◆ TO DO ◆
Reproduce all of the data below word for word, keeping every line unchanged.

◆ Point labeling data excerpts ◆
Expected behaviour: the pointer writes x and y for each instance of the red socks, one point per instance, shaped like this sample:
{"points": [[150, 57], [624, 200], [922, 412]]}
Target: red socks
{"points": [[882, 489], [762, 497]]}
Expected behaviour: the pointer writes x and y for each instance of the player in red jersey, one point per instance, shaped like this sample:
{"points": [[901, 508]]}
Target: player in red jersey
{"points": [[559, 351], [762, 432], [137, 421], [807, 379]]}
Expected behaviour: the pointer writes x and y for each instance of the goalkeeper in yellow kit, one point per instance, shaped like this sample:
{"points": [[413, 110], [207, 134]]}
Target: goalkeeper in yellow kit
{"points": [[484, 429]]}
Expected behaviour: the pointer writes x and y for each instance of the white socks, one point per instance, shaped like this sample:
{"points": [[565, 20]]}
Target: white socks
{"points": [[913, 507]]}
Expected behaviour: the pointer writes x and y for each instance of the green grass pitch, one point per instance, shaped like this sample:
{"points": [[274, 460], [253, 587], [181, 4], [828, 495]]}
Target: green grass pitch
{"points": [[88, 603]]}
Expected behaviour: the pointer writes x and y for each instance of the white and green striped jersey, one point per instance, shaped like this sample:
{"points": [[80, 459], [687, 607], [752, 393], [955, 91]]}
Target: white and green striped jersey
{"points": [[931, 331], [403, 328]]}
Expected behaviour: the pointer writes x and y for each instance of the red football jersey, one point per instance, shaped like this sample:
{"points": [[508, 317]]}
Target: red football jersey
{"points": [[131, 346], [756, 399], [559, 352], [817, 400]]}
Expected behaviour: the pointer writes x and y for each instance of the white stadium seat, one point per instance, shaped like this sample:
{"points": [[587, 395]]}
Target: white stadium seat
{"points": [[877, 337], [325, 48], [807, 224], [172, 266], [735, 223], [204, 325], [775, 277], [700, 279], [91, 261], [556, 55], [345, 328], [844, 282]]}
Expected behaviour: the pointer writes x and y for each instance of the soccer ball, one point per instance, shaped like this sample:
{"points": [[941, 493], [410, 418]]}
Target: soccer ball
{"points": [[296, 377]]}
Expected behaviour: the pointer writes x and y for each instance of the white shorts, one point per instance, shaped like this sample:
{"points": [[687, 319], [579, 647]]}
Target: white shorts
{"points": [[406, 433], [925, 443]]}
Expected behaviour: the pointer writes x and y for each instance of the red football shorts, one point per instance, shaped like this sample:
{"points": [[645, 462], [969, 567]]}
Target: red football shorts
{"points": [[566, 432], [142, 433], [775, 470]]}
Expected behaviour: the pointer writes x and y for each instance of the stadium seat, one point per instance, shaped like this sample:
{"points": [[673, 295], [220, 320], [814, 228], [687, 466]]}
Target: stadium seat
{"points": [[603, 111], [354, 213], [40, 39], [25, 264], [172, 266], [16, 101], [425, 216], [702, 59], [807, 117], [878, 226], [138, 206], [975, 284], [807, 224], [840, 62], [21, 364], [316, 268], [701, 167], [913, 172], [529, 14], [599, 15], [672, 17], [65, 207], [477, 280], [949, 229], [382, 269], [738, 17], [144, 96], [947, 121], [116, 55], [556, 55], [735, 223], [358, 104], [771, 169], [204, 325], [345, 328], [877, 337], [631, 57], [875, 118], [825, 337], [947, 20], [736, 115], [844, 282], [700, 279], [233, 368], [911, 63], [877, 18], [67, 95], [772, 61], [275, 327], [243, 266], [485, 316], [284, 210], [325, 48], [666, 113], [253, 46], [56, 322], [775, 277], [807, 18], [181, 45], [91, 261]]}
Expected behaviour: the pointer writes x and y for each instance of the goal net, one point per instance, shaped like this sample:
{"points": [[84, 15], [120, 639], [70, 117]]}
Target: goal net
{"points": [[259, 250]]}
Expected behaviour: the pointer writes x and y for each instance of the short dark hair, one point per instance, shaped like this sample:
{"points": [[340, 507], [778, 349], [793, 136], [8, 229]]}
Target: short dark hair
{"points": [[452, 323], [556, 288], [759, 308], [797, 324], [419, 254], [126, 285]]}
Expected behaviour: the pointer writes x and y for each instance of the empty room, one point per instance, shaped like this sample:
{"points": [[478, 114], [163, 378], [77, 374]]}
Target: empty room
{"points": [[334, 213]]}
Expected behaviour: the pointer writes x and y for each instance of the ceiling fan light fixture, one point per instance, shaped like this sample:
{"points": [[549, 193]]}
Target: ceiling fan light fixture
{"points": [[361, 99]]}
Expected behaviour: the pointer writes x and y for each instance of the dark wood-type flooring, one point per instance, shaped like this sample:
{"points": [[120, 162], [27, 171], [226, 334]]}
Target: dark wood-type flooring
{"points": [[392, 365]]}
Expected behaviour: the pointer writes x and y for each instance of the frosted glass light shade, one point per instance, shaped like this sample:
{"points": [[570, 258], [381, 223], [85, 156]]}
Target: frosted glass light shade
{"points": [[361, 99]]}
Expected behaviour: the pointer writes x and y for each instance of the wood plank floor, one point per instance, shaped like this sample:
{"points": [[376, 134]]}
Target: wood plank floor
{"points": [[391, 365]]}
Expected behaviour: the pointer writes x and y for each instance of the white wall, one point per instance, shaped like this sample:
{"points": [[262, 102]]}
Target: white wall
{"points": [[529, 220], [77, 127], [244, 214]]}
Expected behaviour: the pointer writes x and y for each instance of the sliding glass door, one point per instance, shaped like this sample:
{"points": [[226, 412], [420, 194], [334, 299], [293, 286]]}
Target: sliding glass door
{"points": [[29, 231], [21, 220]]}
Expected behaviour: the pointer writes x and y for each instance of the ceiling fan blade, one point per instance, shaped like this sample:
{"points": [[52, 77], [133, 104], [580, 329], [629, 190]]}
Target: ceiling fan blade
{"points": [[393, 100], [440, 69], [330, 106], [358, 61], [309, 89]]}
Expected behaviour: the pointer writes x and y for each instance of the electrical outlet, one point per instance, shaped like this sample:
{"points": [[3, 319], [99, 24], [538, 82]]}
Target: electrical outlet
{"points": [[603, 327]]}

◆ SOLUTION BELOW ◆
Expected behaviour: the pointer writes x and y for each instance of the red socks, one point per instance, shaped like this sample:
{"points": [[150, 57], [624, 200], [922, 412]]}
Target: red socks
{"points": [[882, 489], [762, 497]]}
Expected behaviour: the pointer writes x and y for each instance of the player in red jersey, one point per instance, shaped like this sample:
{"points": [[901, 508]]}
Target: player in red jersey
{"points": [[559, 351], [762, 432], [137, 421], [807, 379]]}
Expected behaviour: the pointer writes x and y for each instance of the goalkeeper in yellow kit, one point per instance, shaped like this sample:
{"points": [[413, 110], [207, 134]]}
Target: goalkeeper in yellow kit
{"points": [[484, 429]]}
Expected behaviour: the pointer writes x and y for each instance of the white socks, one point per instance, shaped like this sample:
{"points": [[565, 20]]}
Target: white socks
{"points": [[913, 507]]}
Expected behaviour: the pointer writes x and y for each instance of the green grass pitch, one point per instance, shaped like this sample:
{"points": [[274, 460], [253, 587], [181, 4], [828, 495]]}
Target: green grass pitch
{"points": [[88, 603]]}
Expected behaviour: the pointer writes x and y for each instance of the white and green striped jersey, one point per instance, shaped like this sample:
{"points": [[80, 459], [687, 607], [752, 393], [955, 91]]}
Target: white and green striped jersey
{"points": [[931, 331], [403, 328]]}
Expected behaviour: the pointer writes x and y for each instance of the red football jersey, one point per instance, shaped like this sample:
{"points": [[508, 317]]}
Target: red football jersey
{"points": [[131, 346], [756, 399], [559, 352], [817, 400]]}
Expected behaviour: the pointer writes x and y for each instance of the white stadium seat, one point per instance, shaped like this sample:
{"points": [[587, 395]]}
Target: white stadium seat
{"points": [[877, 337], [325, 48], [807, 224], [172, 266], [735, 223], [204, 325], [775, 277], [700, 279], [91, 261], [556, 55], [345, 328], [844, 282]]}
Expected behaviour: the pointer writes x and y for each instance of the soccer ball, one point per instance, shaped like this sample:
{"points": [[941, 493], [410, 418]]}
Target: soccer ball
{"points": [[296, 377]]}
Expected behaviour: the pointer writes x and y for each instance of the white shorts, one point per instance, shaped like this sample:
{"points": [[687, 319], [579, 647]]}
Target: white shorts
{"points": [[406, 433], [925, 443]]}
Expected behaviour: the pointer writes x and y for each instance of the red football shorts, one point per instance, shaped like this sample:
{"points": [[645, 462], [969, 567]]}
Target: red football shorts
{"points": [[566, 432], [142, 433], [775, 470]]}
Expected behaviour: the pointer writes x and y for each instance of the stadium seat, one point per instance, shaped like this sample:
{"points": [[673, 295], [220, 320], [814, 228], [687, 466]]}
Target: stadium seat
{"points": [[603, 111], [354, 213], [40, 39], [25, 264], [172, 266], [16, 101], [425, 216], [702, 59], [807, 117], [878, 226], [138, 206], [975, 284], [807, 224], [840, 62], [21, 364], [316, 268], [701, 167], [913, 172], [529, 14], [599, 15], [672, 17], [65, 207], [477, 280], [949, 229], [382, 269], [738, 17], [144, 96], [947, 121], [116, 55], [556, 55], [735, 223], [358, 104], [771, 169], [204, 325], [345, 328], [877, 337], [631, 57], [875, 118], [825, 337], [947, 20], [736, 115], [844, 282], [700, 279], [233, 368], [911, 63], [877, 18], [67, 95], [772, 61], [275, 327], [243, 266], [485, 316], [284, 210], [325, 48], [666, 113], [253, 46], [56, 322], [775, 277], [807, 18], [181, 45], [91, 261]]}
Expected behaviour: the pointer writes x and y for each instance of the goal net, one point per instance, shaped like this sample:
{"points": [[84, 15], [120, 639], [70, 117]]}
Target: goal net
{"points": [[259, 250]]}
Expected behaviour: the pointer writes x and y for each instance of the short dark hair, one point per instance, shaped like this sample:
{"points": [[340, 507], [778, 349], [793, 136], [8, 229]]}
Target: short dark hair
{"points": [[452, 323], [556, 288], [759, 308], [797, 324], [419, 254], [126, 285]]}
Expected behaviour: the pointer writes x and y for each instance of the empty room, one point per instance, shaped like this sample:
{"points": [[478, 114], [163, 378], [77, 374]]}
Target: empty room
{"points": [[334, 213]]}
Expected behaviour: the pointer writes x and y for each instance of the ceiling fan light fixture, one point per instance, shaped like this sample:
{"points": [[549, 193]]}
Target: ceiling fan light fixture
{"points": [[361, 99]]}
Expected behaviour: the pointer writes x and y for each instance of the dark wood-type flooring, one point per instance, shaped like this sample:
{"points": [[120, 162], [27, 171], [226, 334]]}
Target: dark wood-type flooring
{"points": [[392, 365]]}
Expected behaviour: the pointer writes x and y for each instance of the frosted glass light shade, one point per instance, shaped like this sample:
{"points": [[570, 258], [381, 223], [85, 156]]}
Target: frosted glass light shade
{"points": [[361, 99]]}
Expected behaviour: the pointer writes x and y for each instance of the wood plank floor, one point per instance, shaped like this sample:
{"points": [[376, 134]]}
Target: wood plank floor
{"points": [[391, 365]]}
Expected behaviour: the pointer writes x and y for each instance of the white wall, one point per instance, shaped like this sample:
{"points": [[262, 102]]}
Target: white wall
{"points": [[529, 220], [77, 127], [244, 214]]}
Expected behaviour: the pointer writes x and y for each instance of the sliding glass door, one point per instance, shaped like this sample:
{"points": [[226, 412], [420, 194], [334, 299], [293, 286]]}
Target: sliding glass door
{"points": [[29, 231], [21, 220]]}
Expected behaviour: the pointer writes x and y for each instance of the ceiling fan blade, one point per instance, shaped like this sample:
{"points": [[52, 77], [133, 104], [580, 329], [629, 190]]}
Target: ceiling fan blade
{"points": [[393, 100], [440, 69], [330, 106], [358, 61], [309, 89]]}
Expected behaviour: the pointer writes x and y for each instance of the electrical outlet, one point per instance, shaped like this sample:
{"points": [[3, 319], [99, 24], [538, 82]]}
Target: electrical outlet
{"points": [[603, 327]]}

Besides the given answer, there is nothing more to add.